GOAL OF THE EXERCISE:
Each line below is to be written out once more, precisely as given.
◇ ◇ ◇ ◇
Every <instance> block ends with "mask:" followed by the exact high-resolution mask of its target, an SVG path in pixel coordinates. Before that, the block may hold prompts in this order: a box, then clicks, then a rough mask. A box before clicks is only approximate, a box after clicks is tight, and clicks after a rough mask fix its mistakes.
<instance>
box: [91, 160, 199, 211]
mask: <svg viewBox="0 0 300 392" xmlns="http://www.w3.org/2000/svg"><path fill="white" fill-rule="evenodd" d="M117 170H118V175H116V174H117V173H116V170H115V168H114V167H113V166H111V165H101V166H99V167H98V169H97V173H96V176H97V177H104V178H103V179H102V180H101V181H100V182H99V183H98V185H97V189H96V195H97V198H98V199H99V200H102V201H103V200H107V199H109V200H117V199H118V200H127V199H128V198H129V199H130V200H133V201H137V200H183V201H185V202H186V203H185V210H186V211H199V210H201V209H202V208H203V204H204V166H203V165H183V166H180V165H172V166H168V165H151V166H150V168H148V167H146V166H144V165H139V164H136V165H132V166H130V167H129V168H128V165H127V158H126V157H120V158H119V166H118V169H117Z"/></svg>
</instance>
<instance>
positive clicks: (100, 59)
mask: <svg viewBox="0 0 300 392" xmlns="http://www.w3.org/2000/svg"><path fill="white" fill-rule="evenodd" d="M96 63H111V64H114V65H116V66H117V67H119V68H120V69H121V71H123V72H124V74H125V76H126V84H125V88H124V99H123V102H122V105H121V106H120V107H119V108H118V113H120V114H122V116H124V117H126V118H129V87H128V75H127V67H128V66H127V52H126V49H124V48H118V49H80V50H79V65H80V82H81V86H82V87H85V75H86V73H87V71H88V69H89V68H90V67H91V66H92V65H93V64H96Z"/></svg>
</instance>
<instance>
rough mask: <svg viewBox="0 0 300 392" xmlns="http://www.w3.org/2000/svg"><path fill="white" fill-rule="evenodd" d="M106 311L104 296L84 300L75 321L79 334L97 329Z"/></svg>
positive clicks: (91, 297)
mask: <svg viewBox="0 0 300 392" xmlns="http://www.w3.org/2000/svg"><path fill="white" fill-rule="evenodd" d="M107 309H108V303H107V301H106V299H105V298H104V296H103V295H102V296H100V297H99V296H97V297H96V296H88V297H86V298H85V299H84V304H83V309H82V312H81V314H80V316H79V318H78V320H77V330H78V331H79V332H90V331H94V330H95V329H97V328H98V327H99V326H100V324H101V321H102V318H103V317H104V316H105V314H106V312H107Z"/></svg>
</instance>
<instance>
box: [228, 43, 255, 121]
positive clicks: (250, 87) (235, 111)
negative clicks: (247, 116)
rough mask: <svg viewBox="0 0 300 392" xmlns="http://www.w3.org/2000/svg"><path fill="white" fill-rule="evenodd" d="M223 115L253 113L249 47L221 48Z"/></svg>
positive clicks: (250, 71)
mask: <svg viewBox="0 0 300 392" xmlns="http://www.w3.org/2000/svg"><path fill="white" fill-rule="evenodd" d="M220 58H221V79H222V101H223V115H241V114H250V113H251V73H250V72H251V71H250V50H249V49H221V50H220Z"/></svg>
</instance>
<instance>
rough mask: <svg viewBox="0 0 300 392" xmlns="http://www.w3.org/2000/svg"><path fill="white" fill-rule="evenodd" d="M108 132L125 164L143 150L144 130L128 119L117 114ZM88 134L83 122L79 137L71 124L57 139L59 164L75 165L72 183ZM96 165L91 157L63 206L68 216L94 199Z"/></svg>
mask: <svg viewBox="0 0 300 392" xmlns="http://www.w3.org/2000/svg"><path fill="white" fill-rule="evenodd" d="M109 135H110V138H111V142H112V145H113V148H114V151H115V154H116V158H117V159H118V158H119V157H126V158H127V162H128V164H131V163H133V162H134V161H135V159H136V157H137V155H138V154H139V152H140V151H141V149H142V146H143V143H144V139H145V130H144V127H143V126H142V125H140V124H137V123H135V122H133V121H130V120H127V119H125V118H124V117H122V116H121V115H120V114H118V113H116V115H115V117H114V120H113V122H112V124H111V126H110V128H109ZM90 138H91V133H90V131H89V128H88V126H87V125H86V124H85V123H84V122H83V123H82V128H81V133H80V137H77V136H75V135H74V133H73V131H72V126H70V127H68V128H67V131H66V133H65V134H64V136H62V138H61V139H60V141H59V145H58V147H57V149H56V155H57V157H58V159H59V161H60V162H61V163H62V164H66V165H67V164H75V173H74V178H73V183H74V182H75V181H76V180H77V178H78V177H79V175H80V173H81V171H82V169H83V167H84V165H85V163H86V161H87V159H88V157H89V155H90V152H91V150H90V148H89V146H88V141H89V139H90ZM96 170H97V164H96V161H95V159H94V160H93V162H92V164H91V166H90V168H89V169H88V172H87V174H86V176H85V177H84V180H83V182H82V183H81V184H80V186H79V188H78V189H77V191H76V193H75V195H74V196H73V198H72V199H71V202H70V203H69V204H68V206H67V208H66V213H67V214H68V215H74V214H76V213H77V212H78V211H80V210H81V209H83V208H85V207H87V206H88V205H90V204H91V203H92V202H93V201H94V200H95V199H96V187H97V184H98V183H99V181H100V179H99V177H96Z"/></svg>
◇ ◇ ◇ ◇
RESPONSE FOR THIS EXERCISE:
Every <instance> block ends with "mask:" followed by the exact high-resolution mask of its target, an SVG path in pixel coordinates. Before that, the block may hold prompts in this order: a box, then clicks, then a rough mask. A box before clicks is only approximate, a box after clicks is tight, and clicks after a rough mask fix its mistakes.
<instance>
box: [91, 160, 199, 211]
mask: <svg viewBox="0 0 300 392" xmlns="http://www.w3.org/2000/svg"><path fill="white" fill-rule="evenodd" d="M117 170H118V175H116V174H117V173H116V170H115V168H114V167H113V166H111V165H101V166H99V167H98V169H97V173H96V176H97V177H104V178H103V179H102V180H101V181H100V182H99V183H98V185H97V189H96V195H97V198H98V199H99V200H102V201H103V200H107V199H109V200H117V199H118V200H127V199H128V198H129V199H130V200H133V201H137V200H183V201H185V202H186V203H185V210H186V211H199V210H201V209H202V208H203V204H204V166H203V165H183V166H180V165H172V166H168V165H151V166H150V168H148V167H146V166H144V165H139V164H136V165H132V166H130V167H129V168H128V165H127V158H126V157H120V158H119V166H118V169H117Z"/></svg>
</instance>
<instance>
positive clicks: (100, 59)
mask: <svg viewBox="0 0 300 392" xmlns="http://www.w3.org/2000/svg"><path fill="white" fill-rule="evenodd" d="M96 63H111V64H114V65H116V66H117V67H119V68H120V69H121V71H123V72H124V74H125V76H126V84H125V88H124V99H123V102H122V105H121V106H120V107H119V108H118V113H120V114H122V116H124V117H126V118H129V87H128V75H127V67H128V66H127V52H126V49H124V48H118V49H80V50H79V65H80V82H81V86H82V87H85V75H86V73H87V71H88V69H89V68H90V67H91V66H92V65H93V64H96Z"/></svg>
</instance>
<instance>
rough mask: <svg viewBox="0 0 300 392" xmlns="http://www.w3.org/2000/svg"><path fill="white" fill-rule="evenodd" d="M106 311L104 296L84 300L75 321L79 334L97 329Z"/></svg>
positive clicks: (91, 297)
mask: <svg viewBox="0 0 300 392" xmlns="http://www.w3.org/2000/svg"><path fill="white" fill-rule="evenodd" d="M107 309H108V303H107V301H106V299H105V298H104V296H103V295H102V296H100V297H99V296H97V297H96V296H88V297H86V298H85V299H84V304H83V309H82V312H81V314H80V316H79V318H78V320H77V330H78V331H79V332H90V331H94V330H95V329H97V328H98V327H99V326H100V324H101V321H102V318H103V317H104V316H105V314H106V312H107Z"/></svg>
</instance>
<instance>
box: [228, 43, 255, 121]
positive clicks: (250, 87) (235, 111)
negative clicks: (247, 116)
rough mask: <svg viewBox="0 0 300 392" xmlns="http://www.w3.org/2000/svg"><path fill="white" fill-rule="evenodd" d="M223 115L253 113L249 47L221 48Z"/></svg>
positive clicks: (250, 71)
mask: <svg viewBox="0 0 300 392" xmlns="http://www.w3.org/2000/svg"><path fill="white" fill-rule="evenodd" d="M220 58H221V79H222V101H223V115H241V114H250V113H251V73H250V72H251V71H250V50H249V49H221V50H220Z"/></svg>
</instance>
<instance>
rough mask: <svg viewBox="0 0 300 392" xmlns="http://www.w3.org/2000/svg"><path fill="white" fill-rule="evenodd" d="M108 132L125 164L143 150L144 130L128 119L117 114ZM88 134L83 122L79 137L71 124L57 139L59 164L75 165L72 183ZM96 165L91 157L63 206L68 216L94 199Z"/></svg>
mask: <svg viewBox="0 0 300 392" xmlns="http://www.w3.org/2000/svg"><path fill="white" fill-rule="evenodd" d="M109 135H110V138H111V142H112V145H113V148H114V151H115V154H116V158H117V159H118V158H119V157H126V158H127V162H128V164H131V163H133V162H134V161H135V159H136V157H137V155H138V154H139V152H140V151H141V149H142V146H143V143H144V139H145V130H144V127H143V126H142V125H140V124H137V123H135V122H133V121H130V120H127V119H125V118H124V117H122V116H121V115H120V114H118V113H116V115H115V117H114V120H113V122H112V124H111V126H110V128H109ZM90 138H91V133H90V131H89V128H88V126H87V125H86V124H85V123H84V122H83V123H82V128H81V133H80V137H77V136H75V135H74V133H73V131H72V126H70V127H68V128H67V131H66V133H65V134H64V136H62V138H61V139H60V141H59V145H58V147H57V149H56V155H57V157H58V159H59V161H60V162H61V163H62V164H66V165H67V164H75V173H74V178H73V183H74V182H75V181H76V180H77V178H78V177H79V175H80V173H81V171H82V169H83V167H84V165H85V163H86V161H87V159H88V157H89V155H90V152H91V150H90V148H89V146H88V141H89V139H90ZM96 170H97V164H96V161H95V159H94V160H93V162H92V164H91V166H90V168H89V169H88V172H87V174H86V176H85V177H84V180H83V182H82V183H81V184H80V186H79V188H78V189H77V191H76V193H75V195H74V196H73V198H72V199H71V202H70V203H69V204H68V206H67V208H66V213H67V214H68V215H74V214H76V213H77V212H78V211H80V210H81V209H83V208H85V207H87V206H88V205H90V204H91V203H92V202H93V201H94V200H95V199H96V187H97V184H98V183H99V181H100V179H99V177H96Z"/></svg>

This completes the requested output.